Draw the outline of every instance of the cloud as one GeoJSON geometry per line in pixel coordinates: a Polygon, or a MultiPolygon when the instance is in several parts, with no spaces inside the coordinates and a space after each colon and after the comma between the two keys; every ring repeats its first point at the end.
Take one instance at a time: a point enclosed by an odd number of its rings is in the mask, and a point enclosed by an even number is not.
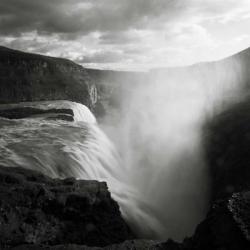
{"type": "Polygon", "coordinates": [[[174,66],[247,47],[249,11],[249,0],[1,0],[0,43],[83,65],[174,66]]]}

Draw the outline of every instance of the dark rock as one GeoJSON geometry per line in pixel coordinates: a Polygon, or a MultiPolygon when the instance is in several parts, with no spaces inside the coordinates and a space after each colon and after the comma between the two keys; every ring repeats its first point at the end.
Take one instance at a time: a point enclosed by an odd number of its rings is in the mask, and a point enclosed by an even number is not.
{"type": "Polygon", "coordinates": [[[228,106],[207,122],[205,151],[212,201],[250,190],[250,100],[228,106]]]}
{"type": "Polygon", "coordinates": [[[0,117],[8,119],[23,119],[38,115],[46,115],[47,119],[74,121],[74,112],[71,109],[37,109],[32,107],[17,107],[0,109],[0,117]]]}
{"type": "Polygon", "coordinates": [[[90,109],[96,87],[82,66],[61,58],[0,47],[0,103],[70,100],[90,109]]]}
{"type": "Polygon", "coordinates": [[[132,236],[106,183],[51,179],[31,170],[0,167],[2,248],[106,246],[132,236]]]}
{"type": "Polygon", "coordinates": [[[206,219],[198,225],[194,236],[183,243],[184,249],[250,249],[249,211],[249,192],[233,194],[229,200],[217,200],[206,219]]]}
{"type": "Polygon", "coordinates": [[[121,244],[110,245],[104,248],[88,247],[80,245],[57,245],[57,246],[42,246],[42,245],[23,245],[12,248],[12,250],[181,250],[179,244],[173,241],[160,243],[153,240],[131,240],[121,244]]]}

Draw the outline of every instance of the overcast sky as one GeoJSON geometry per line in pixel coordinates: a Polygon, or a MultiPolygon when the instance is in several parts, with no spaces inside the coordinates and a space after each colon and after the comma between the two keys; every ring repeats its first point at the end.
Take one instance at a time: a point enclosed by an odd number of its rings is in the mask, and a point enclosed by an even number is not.
{"type": "Polygon", "coordinates": [[[250,46],[250,0],[0,0],[0,44],[95,68],[211,61],[250,46]]]}

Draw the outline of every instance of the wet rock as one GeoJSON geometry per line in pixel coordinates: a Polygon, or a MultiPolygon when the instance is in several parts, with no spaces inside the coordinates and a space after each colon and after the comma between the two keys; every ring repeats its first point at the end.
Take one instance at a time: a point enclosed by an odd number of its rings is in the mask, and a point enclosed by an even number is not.
{"type": "Polygon", "coordinates": [[[250,100],[231,104],[207,122],[205,152],[212,200],[250,190],[250,100]]]}
{"type": "Polygon", "coordinates": [[[57,245],[57,246],[42,246],[42,245],[23,245],[12,248],[12,250],[181,250],[179,244],[173,241],[160,243],[153,240],[131,240],[121,244],[110,245],[104,248],[88,247],[80,245],[57,245]]]}
{"type": "Polygon", "coordinates": [[[250,249],[249,192],[235,193],[230,199],[217,200],[191,239],[183,243],[186,250],[250,249]]]}
{"type": "Polygon", "coordinates": [[[106,183],[0,167],[0,249],[24,244],[103,247],[132,237],[106,183]]]}
{"type": "Polygon", "coordinates": [[[71,109],[38,109],[32,107],[17,107],[9,109],[0,109],[0,117],[8,119],[23,119],[39,117],[42,115],[47,119],[59,119],[74,121],[74,112],[71,109]]]}

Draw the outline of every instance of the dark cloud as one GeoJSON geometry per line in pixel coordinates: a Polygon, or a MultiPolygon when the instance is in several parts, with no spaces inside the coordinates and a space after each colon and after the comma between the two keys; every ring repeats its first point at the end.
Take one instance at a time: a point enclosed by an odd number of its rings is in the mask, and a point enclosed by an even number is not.
{"type": "Polygon", "coordinates": [[[249,0],[0,0],[0,45],[83,65],[175,66],[246,47],[249,10],[249,0]]]}
{"type": "Polygon", "coordinates": [[[91,55],[80,56],[77,63],[114,63],[125,59],[126,55],[121,51],[97,51],[91,55]]]}
{"type": "Polygon", "coordinates": [[[180,0],[1,0],[1,34],[80,33],[142,28],[173,15],[180,0]]]}

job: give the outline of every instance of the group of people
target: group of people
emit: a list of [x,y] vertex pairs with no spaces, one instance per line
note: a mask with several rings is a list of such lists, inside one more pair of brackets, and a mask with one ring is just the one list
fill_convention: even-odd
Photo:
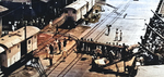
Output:
[[63,39],[63,41],[61,42],[62,39],[58,40],[57,38],[55,39],[55,41],[50,44],[47,44],[47,47],[45,48],[45,52],[46,52],[46,57],[45,59],[49,59],[49,64],[52,65],[52,59],[54,59],[54,54],[60,54],[62,53],[62,61],[65,61],[66,56],[67,56],[67,41],[68,39]]
[[[119,34],[119,39],[118,39],[118,34]],[[122,31],[116,28],[116,35],[115,35],[115,41],[121,41],[122,40]]]
[[[112,25],[106,25],[106,27],[107,27],[106,36],[109,36]],[[119,36],[118,36],[118,34],[119,34]],[[122,31],[118,30],[118,28],[116,28],[115,41],[121,41],[121,40],[122,40]]]
[[80,53],[87,53],[91,55],[107,57],[110,62],[117,59],[125,57],[128,54],[127,46],[124,43],[101,43],[97,41],[93,41],[92,39],[83,39],[78,40],[77,50]]
[[[161,64],[164,57],[164,41],[161,36],[164,36],[163,23],[161,20],[152,17],[147,27],[145,35],[141,36],[141,43],[152,53],[143,53],[144,64]],[[153,31],[155,30],[155,31]],[[148,51],[147,50],[147,51]]]

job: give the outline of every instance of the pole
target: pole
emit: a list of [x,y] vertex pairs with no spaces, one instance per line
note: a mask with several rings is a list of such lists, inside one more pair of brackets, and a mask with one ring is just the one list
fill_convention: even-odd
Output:
[[151,30],[153,30],[160,38],[164,40],[164,37],[160,35],[156,30],[154,30],[150,25],[145,24]]
[[[153,10],[151,10],[152,12],[153,12]],[[160,20],[160,21],[162,21],[163,22],[163,20],[155,13],[155,12],[153,12],[154,13],[154,15]],[[163,22],[164,23],[164,22]]]

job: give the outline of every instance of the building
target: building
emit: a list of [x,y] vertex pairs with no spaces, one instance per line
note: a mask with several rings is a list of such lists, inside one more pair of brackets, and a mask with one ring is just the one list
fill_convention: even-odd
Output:
[[[7,8],[0,5],[0,15],[2,12],[7,11],[7,10],[8,10]],[[1,35],[2,35],[2,15],[0,16],[0,37],[1,37]]]

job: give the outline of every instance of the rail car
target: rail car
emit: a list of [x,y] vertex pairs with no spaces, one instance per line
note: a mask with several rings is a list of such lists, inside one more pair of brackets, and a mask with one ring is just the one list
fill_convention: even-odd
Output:
[[78,0],[63,9],[67,26],[75,26],[75,23],[90,12],[95,0]]
[[[21,56],[37,49],[37,33],[35,26],[22,27],[0,38],[0,67],[10,67],[21,60]],[[26,40],[25,40],[26,36]],[[26,42],[26,43],[25,43]],[[25,47],[25,44],[27,47]],[[26,51],[26,49],[27,51]],[[0,68],[1,69],[1,68]]]

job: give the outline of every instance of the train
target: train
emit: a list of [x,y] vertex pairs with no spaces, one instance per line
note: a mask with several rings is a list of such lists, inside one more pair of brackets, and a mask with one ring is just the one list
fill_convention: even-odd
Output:
[[[73,28],[77,26],[77,23],[86,16],[86,14],[92,11],[95,0],[77,0],[75,2],[67,5],[63,9],[66,15],[66,22],[68,28]],[[65,26],[66,26],[65,25]]]
[[[26,34],[25,34],[26,28]],[[37,49],[37,33],[35,26],[22,27],[0,38],[0,67],[10,67],[27,53]],[[26,39],[25,39],[26,36]],[[25,47],[26,44],[26,47]],[[1,69],[0,69],[1,70]]]
[[[74,27],[77,22],[84,18],[94,4],[95,0],[77,0],[67,5],[63,9],[63,18],[67,26]],[[2,67],[11,67],[21,61],[25,54],[37,49],[37,34],[39,30],[36,26],[26,26],[0,38],[0,72],[3,70]]]

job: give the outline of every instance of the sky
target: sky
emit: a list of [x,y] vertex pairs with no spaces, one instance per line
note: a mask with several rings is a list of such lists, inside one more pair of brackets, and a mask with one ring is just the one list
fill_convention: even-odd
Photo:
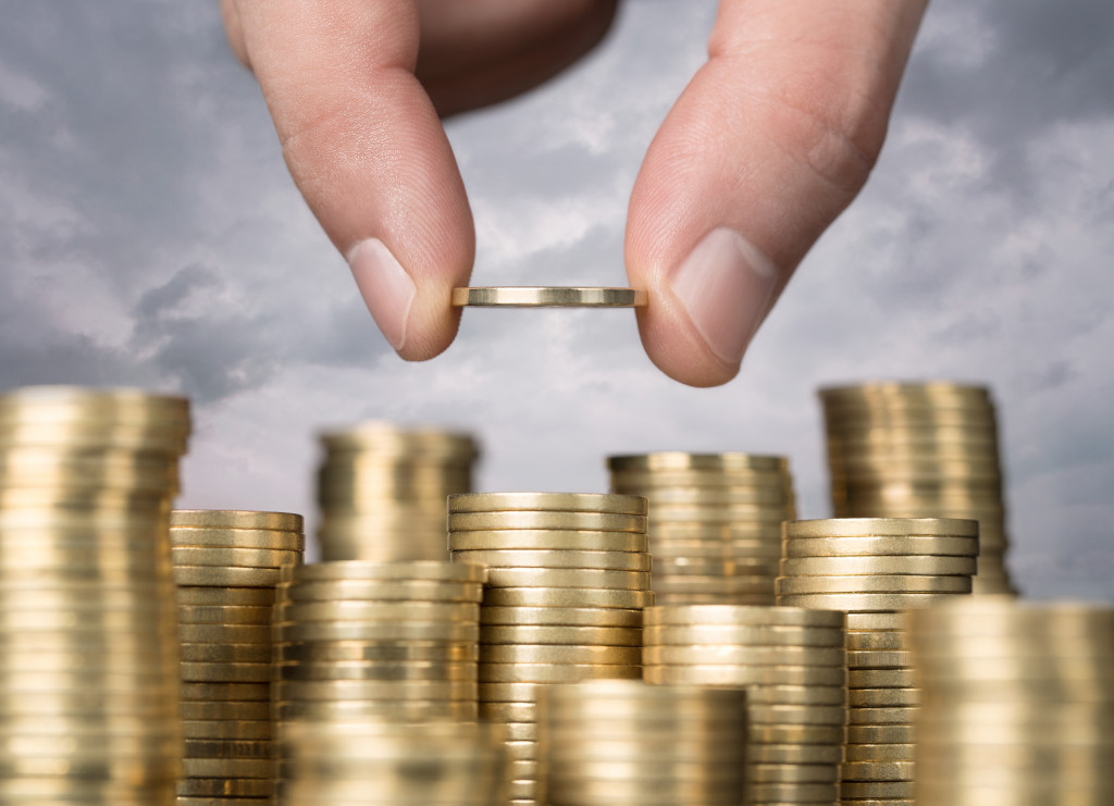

________________________________________

> **Задание**:
Повторите без изменений строки, начиная со строки с «job: give the outline of every instance of the sky» и до конца строк включительно. Картинки в ответ не включайте.

> **Результат**:
job: give the outline of every instance of the sky
target: sky
emit: a list of [x,y] vertex pairs with no spaces, one instance per line
note: a mask with several rings is a list of such lists, inside one more pair of brackets, and a mask with one ring is just the one list
fill_convention: even-odd
Photo:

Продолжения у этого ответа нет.